- _EXCERPT TO READ_
....................

Index > 5 Stewardship >

5.1 Introduction

General guidance on and an introduction to stewardship are presented in Section 2.10. The aim of Section 5 is to present more detailed guidance on stewardship [IAEA-2006c]: e.g., when to implement, what plans/actions should be carried out, etc.

After remediation has been completed, the degree, extent and duration of control, if any, ranging from monitoring and surveillance to restriction of access, should be reviewed and formalised with due consideration of the residual risk [IAEA-2003]. The organisation responsible for the surveillance and verification of activities should be clearly identified.
In the case of long term remedial actions, long term stewardship may start when the remedy is shown to be functioning properly and operating as designed. Large, complex sites may undergo remediation of portions of the site while other parts may continue to perform mission-related work. As a result, specific actions that would normally be associated with long term stewardship, such as monitoring the effectiveness of engineered controls, may start years before final closure of the site.

There are several possible end points for the remediation process [IAEA-2007a]:

  1. Unristricted use of the area. Before a site may be released for unrestricted use, a survey should be performed to demonstrate that the end point conditions have been met (see Section 3.3.10.7). If the chosen remediation process involved the removal of contamination, and if the site meets the required remediation end criteria, it may be released without further restrictions. In this situation, the prevailing conditions should be considered to be the residual background conditions for a new practice or for use of the site for habitation [IAEA-2007a]:
    For example, for the remediation of the site for any new practice, the contribution to individual doses from an eventual remediation of the new practice should not exceed an additional dose of 300 μSv/year over the new background level that resulted from any previous remediation activities following any previous practices (See Figure 2.4 in Section 2.2.2.5). However, the sum of all possible combinations of doses to members of the public due to exposures from all subsequent practices should not exceed an additional dose of 1 mSv/year over the original background level before the first practice started.
    Further, consideration should be given that even after free release a site may become the source of contamination, hence:
    “Consideration should be given to the potential circulation of material coming from future modification of the buildings, including demolition after site release. Materials originating from the site, after the site is released from regulatory control, need to comply with the national requirements for radiation protection… This should be an integral part of the optimization analysis of the clean-up process. Scenarios for exposure to sites released for unrestricted use should be realistic and consider the potential uses of the materials from the released site” [IAEA-2006a].

....................

- _MATERIAL PROVIDED_
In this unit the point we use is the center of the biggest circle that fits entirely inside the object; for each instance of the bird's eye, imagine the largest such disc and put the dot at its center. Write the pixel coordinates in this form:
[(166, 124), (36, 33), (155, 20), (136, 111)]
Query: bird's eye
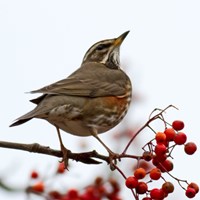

....................

- _PROBLEMS_
- 1) In the stewardship guidance, what additional dose over the new background level should the contribution to individual doses not exceed when a site is remediated for a new practice?
- 2) Write out the part of the stewardship guidance that opens with the words "General guidance on" and closes with "carried out, etc.", switching "guidance" to "direction" throughout.

- _RESULTS FOR EACH TASK_
- 1) 300 μSv/year

- 2)
General direction on and an introduction to stewardship are presented in Section 2.10. The aim of Section 5 is to present more detailed direction on stewardship [IAEA-2006c]: e.g., when to implement, what plans/actions should be carried out, etc.